NASSAU CONSTRUCTION CO., INC., PLAINTIFF,
v.
PULTE HOMES, INC., PULTE HOMES HONORABLE JOSEPH E. IRENAS OF NEW JERSEY, LP, PULTE HOME CORPORATION, PULTE HOME CORPORATION OF THE DELAWARE VALLEY, AND PULTE HOMES OF PA, OPINION LIMITED PARTNERSHIP, DEFENDANTS.



The opinion of the court was delivered by: Irenas, Senior District Judge

Presently before the Court is Defendant Pulte Homes, Inc.'s ("Pulte Homes") Motion to Dismiss Count III of Plaintiff's Complaint.*fn1 (Docket No. 5.) The remaining named Defendants are alleged subsidiaries of Pulte Homes (the "Subsidiary Defendants"). In connection with Plaintiff Nassau Construction Co, Inc.'s ("Nassau") two breach of contract claims against the Subsidiary Defendants in Counts I and II of its Complaint, it seeks to pierce the corporate veil and hold Pulte Homes liable as the parent corporation in Count III. For the reasons set forth below, Pulte Homes' motion will be granted, though Nassau will have three weeks to move to vacate the dismissal and file an amended complaint.

I.

Nassau is a company that provides construction services to real estate developers such as Defendants. (Compl. ¶ 9.) Nassau and the Subsidiary Defendants allegedly entered into several contracts between February 18, 2002 and June 5, 2006. (Id. ¶ 10.) Nassau claims that it fully performed under each contract, but that the Subsidiary Defendants have failed to pay approximately $230,000 for construction services it performed. (Id. ¶¶ 11-12.) It further alleges that the Subsidiary Defendants have engaged in unilateral "charge backs," which it describes as "reduc[ing] the amount due to [Nassau] for the purported cost of remedying alleged defects in the construction work related to or provided by [Nassau]." (Id. ¶¶ 13-14.)

Nassau's Complaint contains three counts: (1) breach of contract by the Subsidiary Defendants for monies due; (2) breach of contract by the Subsidiary Defendants for unlawful charge backs; and (3) liability of the parent corporation, Pulte Homes. In support of Count III, Nassau asserts that Pulte Homes "apparently dominates each of the Subsidiary Defendants" and that they are "merely a conduit of [Pulte Homes] as the parent corporation." (Id. ¶¶ 33-34.) Nassau further alleges that Pulte Homes "has abused the privilege of incorporation by using each of the Subsidiary Defendants . . . to perpetrate a fraud or injustice or otherwise to circumvent the law." (Id. ¶ 35.) It claims that the Subsidiary Defendants are not engaged in independent businesses of their own, but rather that each is "exclusively engaged in the performance of services for [Pulte Homes] as the parent." (Id. ¶¶ 36-37.) Specifically, Nassau alleges that Pulte Homes "has undercapitalized each of the Subsidiary Defendants" and that the collective failure of the Subsidiary Defendants to pay the $230,000 allegedly owed under the contracts provides evidence of this undercapitalization. (Id. ¶¶ 38-39.)

--------------------------------------------------

- **Tasks to carry out**:
1. List the three counts that Nassau's Complaint contains, according to the court opinion.
2. Reproduce the part of the court opinion between "Presently before the" and "an amended complaint.", inclusive.

- **Raw records**:
--------------------------------------------------

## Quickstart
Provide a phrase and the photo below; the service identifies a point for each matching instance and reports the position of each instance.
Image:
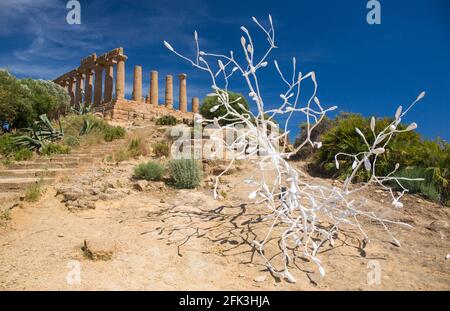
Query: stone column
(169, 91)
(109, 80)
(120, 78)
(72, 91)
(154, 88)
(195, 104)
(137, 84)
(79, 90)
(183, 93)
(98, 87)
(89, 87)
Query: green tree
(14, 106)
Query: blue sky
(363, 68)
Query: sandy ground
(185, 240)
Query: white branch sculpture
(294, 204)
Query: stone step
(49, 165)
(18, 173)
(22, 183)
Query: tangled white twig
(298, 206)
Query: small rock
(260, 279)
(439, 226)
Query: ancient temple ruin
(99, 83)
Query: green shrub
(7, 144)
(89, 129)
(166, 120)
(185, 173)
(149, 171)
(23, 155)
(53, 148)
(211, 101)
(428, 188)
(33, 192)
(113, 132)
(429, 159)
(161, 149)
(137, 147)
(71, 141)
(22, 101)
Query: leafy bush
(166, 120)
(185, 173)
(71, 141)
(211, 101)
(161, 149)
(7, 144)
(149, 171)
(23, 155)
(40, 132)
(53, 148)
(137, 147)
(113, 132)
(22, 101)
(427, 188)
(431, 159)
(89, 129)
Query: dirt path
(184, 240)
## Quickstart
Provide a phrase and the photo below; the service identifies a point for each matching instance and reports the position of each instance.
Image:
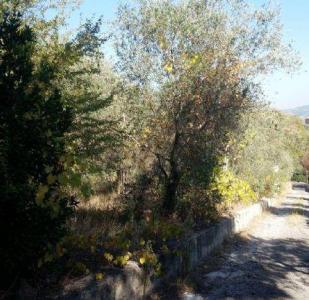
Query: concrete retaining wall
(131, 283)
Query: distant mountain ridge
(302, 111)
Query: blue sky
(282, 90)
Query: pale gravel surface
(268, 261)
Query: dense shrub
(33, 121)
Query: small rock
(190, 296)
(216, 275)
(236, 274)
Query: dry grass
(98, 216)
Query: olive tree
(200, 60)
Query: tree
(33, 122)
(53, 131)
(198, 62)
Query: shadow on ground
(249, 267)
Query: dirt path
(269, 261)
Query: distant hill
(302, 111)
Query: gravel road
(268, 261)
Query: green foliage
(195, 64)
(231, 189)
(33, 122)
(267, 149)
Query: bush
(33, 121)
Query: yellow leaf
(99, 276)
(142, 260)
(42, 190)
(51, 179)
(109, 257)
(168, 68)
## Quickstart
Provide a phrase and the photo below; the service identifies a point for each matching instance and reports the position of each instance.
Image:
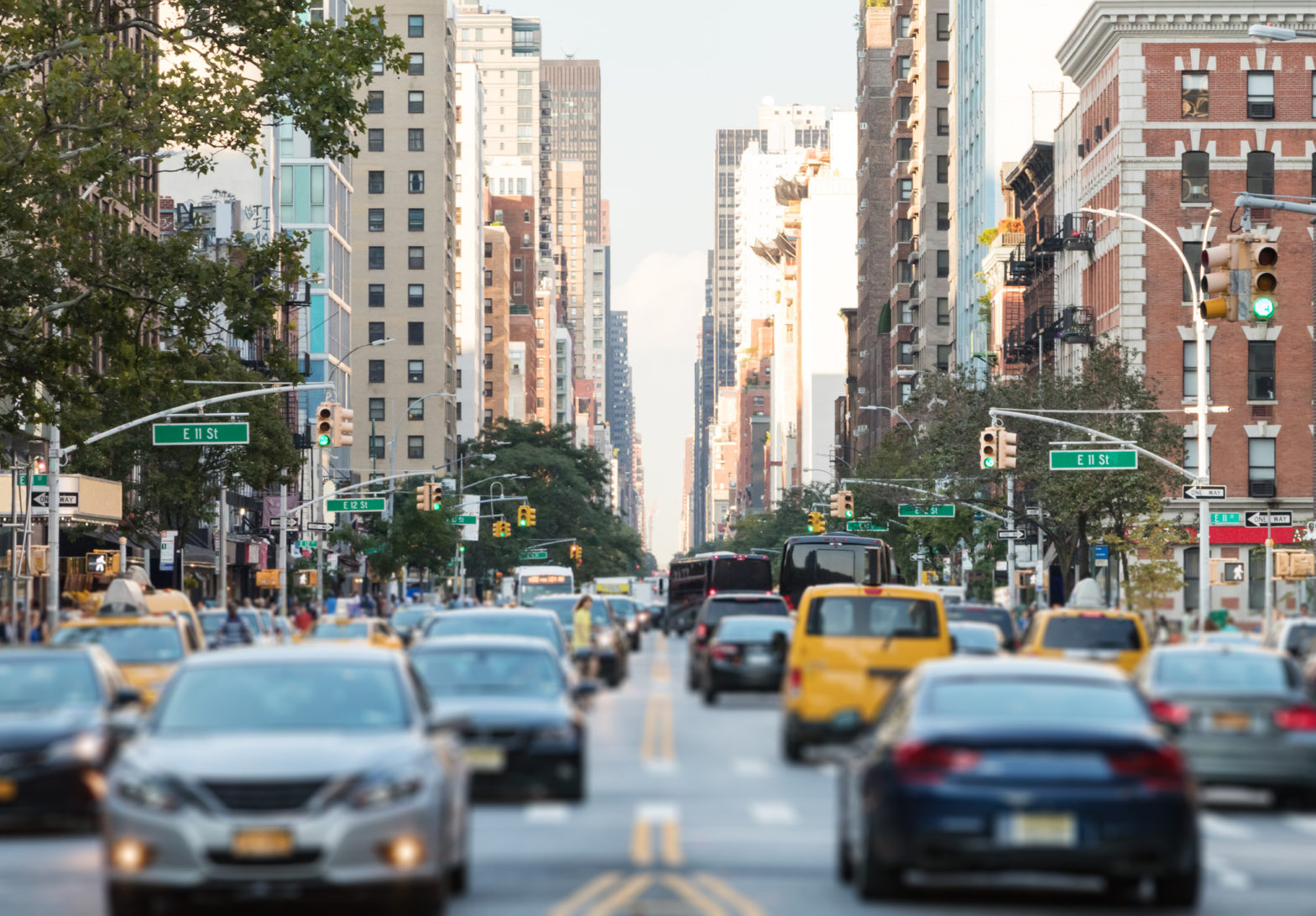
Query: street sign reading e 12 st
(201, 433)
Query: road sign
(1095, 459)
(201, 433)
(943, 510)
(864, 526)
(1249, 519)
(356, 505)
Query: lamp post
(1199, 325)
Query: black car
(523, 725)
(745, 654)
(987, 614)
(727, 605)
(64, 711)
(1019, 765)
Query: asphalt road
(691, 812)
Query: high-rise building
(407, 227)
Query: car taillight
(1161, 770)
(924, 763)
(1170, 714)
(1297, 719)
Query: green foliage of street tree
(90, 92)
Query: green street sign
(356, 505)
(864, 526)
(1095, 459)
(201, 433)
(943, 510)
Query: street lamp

--------------------------------------------------

- **The replies**:
1.
1. Breach of contract by the Subsidiary Defendants for monies due
2. Breach of contract by the Subsidiary Defendants for unlawful charge backs
3. Liability of the parent corporation, Pulte Homes

2.
Presently before the Court is Defendant Pulte Homes, Inc.'s ("Pulte Homes") Motion to Dismiss Count III of Plaintiff's Complaint.*fn1 (Docket No. 5.) The remaining named Defendants are alleged subsidiaries of Pulte Homes (the "Subsidiary Defendants"). In connection with Plaintiff Nassau Construction Co, Inc.'s ("Nassau") two breach of contract claims against the Subsidiary Defendants in Counts I and II of its Complaint, it seeks to pierce the corporate veil and hold Pulte Homes liable as the parent corporation in Count III. For the reasons set forth below, Pulte Homes' motion will be granted, though Nassau will have three weeks to move to vacate the dismissal and file an amended complaint.